## Exercise details
List each of the lines below that contains the string "face". Matching is case-sensitive.

## Input

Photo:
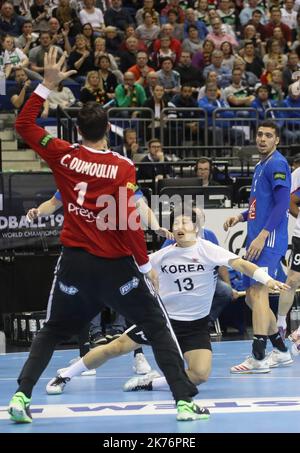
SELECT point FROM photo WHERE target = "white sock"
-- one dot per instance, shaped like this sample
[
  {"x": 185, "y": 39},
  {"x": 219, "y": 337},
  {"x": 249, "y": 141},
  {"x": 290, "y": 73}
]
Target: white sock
[
  {"x": 160, "y": 384},
  {"x": 74, "y": 370},
  {"x": 281, "y": 321}
]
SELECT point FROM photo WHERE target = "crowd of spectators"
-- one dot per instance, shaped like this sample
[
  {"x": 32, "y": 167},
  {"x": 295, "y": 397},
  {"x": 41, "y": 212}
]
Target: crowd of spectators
[{"x": 156, "y": 54}]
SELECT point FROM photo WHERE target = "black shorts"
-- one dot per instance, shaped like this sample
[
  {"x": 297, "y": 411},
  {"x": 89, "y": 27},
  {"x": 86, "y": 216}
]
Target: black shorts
[
  {"x": 295, "y": 255},
  {"x": 191, "y": 335}
]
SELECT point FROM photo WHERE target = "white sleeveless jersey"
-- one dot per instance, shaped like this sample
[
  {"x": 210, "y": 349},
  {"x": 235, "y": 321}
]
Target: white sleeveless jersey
[
  {"x": 296, "y": 188},
  {"x": 187, "y": 277}
]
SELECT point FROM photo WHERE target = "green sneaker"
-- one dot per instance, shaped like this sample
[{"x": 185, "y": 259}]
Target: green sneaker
[
  {"x": 189, "y": 411},
  {"x": 19, "y": 410}
]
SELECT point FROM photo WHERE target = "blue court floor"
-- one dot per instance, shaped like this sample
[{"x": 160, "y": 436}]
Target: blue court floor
[{"x": 267, "y": 403}]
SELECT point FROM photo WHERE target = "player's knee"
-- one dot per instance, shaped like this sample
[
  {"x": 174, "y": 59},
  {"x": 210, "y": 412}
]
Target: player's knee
[
  {"x": 294, "y": 281},
  {"x": 200, "y": 375}
]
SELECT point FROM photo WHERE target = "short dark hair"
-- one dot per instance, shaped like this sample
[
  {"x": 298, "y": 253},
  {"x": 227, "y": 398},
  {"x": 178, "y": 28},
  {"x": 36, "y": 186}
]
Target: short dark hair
[
  {"x": 183, "y": 209},
  {"x": 203, "y": 160},
  {"x": 128, "y": 131},
  {"x": 92, "y": 121},
  {"x": 272, "y": 125},
  {"x": 154, "y": 140}
]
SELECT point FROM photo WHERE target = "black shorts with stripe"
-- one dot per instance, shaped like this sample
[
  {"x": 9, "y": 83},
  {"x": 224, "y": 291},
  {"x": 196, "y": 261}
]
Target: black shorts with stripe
[{"x": 191, "y": 335}]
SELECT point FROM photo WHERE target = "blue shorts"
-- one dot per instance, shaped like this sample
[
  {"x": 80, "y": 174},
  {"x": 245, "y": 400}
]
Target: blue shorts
[{"x": 269, "y": 261}]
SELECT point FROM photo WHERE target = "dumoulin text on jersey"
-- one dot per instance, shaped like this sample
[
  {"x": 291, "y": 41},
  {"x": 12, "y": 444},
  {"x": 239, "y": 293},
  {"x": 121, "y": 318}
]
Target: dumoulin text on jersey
[
  {"x": 90, "y": 168},
  {"x": 173, "y": 268}
]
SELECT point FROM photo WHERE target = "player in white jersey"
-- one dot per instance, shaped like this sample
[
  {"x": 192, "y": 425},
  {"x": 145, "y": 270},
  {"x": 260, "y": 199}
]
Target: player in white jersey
[
  {"x": 187, "y": 285},
  {"x": 293, "y": 277}
]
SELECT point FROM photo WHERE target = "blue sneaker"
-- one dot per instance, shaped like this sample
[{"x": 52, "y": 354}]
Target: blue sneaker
[{"x": 19, "y": 409}]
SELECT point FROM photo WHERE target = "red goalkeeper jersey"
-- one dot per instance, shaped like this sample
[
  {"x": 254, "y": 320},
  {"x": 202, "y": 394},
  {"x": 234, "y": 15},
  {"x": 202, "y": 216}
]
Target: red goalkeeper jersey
[{"x": 97, "y": 189}]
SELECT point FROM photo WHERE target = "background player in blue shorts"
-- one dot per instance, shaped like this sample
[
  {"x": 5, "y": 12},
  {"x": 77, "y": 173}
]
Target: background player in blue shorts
[{"x": 267, "y": 241}]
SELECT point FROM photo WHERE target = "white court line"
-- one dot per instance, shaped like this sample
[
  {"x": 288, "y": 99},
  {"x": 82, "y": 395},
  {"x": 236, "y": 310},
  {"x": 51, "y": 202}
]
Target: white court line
[{"x": 134, "y": 408}]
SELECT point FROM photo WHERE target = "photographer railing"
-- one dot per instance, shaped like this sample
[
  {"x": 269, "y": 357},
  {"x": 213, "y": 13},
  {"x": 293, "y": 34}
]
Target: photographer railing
[
  {"x": 138, "y": 118},
  {"x": 233, "y": 126},
  {"x": 67, "y": 123},
  {"x": 183, "y": 130}
]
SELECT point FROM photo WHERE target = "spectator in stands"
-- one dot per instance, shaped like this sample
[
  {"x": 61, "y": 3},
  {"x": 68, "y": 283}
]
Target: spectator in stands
[
  {"x": 291, "y": 129},
  {"x": 128, "y": 58},
  {"x": 36, "y": 55},
  {"x": 225, "y": 28},
  {"x": 250, "y": 34},
  {"x": 81, "y": 59},
  {"x": 247, "y": 12},
  {"x": 212, "y": 77},
  {"x": 130, "y": 146},
  {"x": 40, "y": 14},
  {"x": 130, "y": 32},
  {"x": 61, "y": 96},
  {"x": 289, "y": 15},
  {"x": 237, "y": 94},
  {"x": 117, "y": 16},
  {"x": 172, "y": 18},
  {"x": 10, "y": 22},
  {"x": 202, "y": 58},
  {"x": 152, "y": 81},
  {"x": 156, "y": 102},
  {"x": 28, "y": 38},
  {"x": 257, "y": 20},
  {"x": 88, "y": 33},
  {"x": 218, "y": 36},
  {"x": 191, "y": 19},
  {"x": 262, "y": 103},
  {"x": 129, "y": 94},
  {"x": 99, "y": 51},
  {"x": 141, "y": 68},
  {"x": 291, "y": 67},
  {"x": 248, "y": 77},
  {"x": 204, "y": 171},
  {"x": 20, "y": 93},
  {"x": 228, "y": 55},
  {"x": 278, "y": 35},
  {"x": 172, "y": 4},
  {"x": 163, "y": 52},
  {"x": 66, "y": 15},
  {"x": 182, "y": 128},
  {"x": 149, "y": 8},
  {"x": 13, "y": 57},
  {"x": 91, "y": 15},
  {"x": 192, "y": 43},
  {"x": 59, "y": 35},
  {"x": 91, "y": 90},
  {"x": 113, "y": 39},
  {"x": 276, "y": 85},
  {"x": 155, "y": 155},
  {"x": 147, "y": 31},
  {"x": 254, "y": 63},
  {"x": 226, "y": 13},
  {"x": 224, "y": 73},
  {"x": 223, "y": 131},
  {"x": 188, "y": 73},
  {"x": 169, "y": 78},
  {"x": 175, "y": 46},
  {"x": 108, "y": 80},
  {"x": 275, "y": 21},
  {"x": 275, "y": 54}
]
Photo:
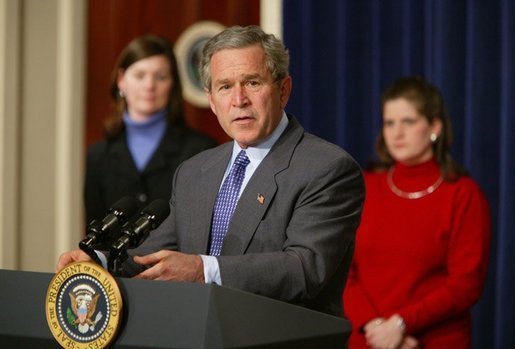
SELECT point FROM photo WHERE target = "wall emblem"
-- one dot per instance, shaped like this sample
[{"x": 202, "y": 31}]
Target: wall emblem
[{"x": 188, "y": 49}]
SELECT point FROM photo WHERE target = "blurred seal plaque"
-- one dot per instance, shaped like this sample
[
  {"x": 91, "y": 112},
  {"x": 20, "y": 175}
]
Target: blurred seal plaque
[
  {"x": 188, "y": 50},
  {"x": 83, "y": 306}
]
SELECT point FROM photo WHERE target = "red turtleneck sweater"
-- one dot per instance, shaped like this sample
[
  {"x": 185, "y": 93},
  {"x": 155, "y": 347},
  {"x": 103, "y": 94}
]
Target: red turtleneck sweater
[{"x": 424, "y": 259}]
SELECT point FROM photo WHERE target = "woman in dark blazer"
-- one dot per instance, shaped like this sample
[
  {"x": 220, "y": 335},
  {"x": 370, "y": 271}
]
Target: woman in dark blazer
[{"x": 146, "y": 137}]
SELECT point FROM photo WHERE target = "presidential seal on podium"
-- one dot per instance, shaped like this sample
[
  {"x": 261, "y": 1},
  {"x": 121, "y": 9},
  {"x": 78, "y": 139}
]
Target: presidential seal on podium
[{"x": 83, "y": 306}]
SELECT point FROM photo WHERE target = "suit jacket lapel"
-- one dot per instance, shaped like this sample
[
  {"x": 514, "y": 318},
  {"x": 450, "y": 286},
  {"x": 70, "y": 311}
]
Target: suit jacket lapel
[
  {"x": 251, "y": 208},
  {"x": 211, "y": 173}
]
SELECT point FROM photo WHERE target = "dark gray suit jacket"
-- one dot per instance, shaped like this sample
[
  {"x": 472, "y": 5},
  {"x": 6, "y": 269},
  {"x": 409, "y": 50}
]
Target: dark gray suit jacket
[{"x": 297, "y": 245}]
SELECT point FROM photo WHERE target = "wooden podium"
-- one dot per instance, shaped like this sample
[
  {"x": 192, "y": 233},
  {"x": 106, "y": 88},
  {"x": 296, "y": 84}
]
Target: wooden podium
[{"x": 159, "y": 314}]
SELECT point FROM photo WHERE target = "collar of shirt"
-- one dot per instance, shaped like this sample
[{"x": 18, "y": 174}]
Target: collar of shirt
[{"x": 258, "y": 153}]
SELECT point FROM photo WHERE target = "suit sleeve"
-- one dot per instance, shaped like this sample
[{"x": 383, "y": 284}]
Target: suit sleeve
[
  {"x": 321, "y": 217},
  {"x": 358, "y": 305}
]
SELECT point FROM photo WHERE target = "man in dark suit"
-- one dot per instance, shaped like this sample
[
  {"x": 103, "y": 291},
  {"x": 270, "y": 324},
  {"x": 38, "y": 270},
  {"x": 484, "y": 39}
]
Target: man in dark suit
[{"x": 291, "y": 236}]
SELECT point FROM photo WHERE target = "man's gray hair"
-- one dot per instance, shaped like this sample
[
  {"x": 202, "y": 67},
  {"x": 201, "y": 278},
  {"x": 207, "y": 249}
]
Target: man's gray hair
[{"x": 277, "y": 57}]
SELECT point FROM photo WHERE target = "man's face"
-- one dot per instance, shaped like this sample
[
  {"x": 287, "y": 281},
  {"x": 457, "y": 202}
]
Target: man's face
[{"x": 244, "y": 97}]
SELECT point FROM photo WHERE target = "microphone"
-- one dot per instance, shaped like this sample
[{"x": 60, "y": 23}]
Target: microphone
[
  {"x": 117, "y": 215},
  {"x": 134, "y": 233}
]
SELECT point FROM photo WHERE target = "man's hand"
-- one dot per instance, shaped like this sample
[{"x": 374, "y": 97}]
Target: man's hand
[
  {"x": 72, "y": 256},
  {"x": 409, "y": 343},
  {"x": 171, "y": 265}
]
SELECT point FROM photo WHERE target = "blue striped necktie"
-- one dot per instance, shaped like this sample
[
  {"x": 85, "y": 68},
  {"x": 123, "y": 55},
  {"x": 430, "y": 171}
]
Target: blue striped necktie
[{"x": 226, "y": 201}]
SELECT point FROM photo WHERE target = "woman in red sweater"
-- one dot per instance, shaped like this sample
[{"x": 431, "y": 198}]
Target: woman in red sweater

## Reply
SELECT point FROM photo WHERE target = "man's face"
Target: man's face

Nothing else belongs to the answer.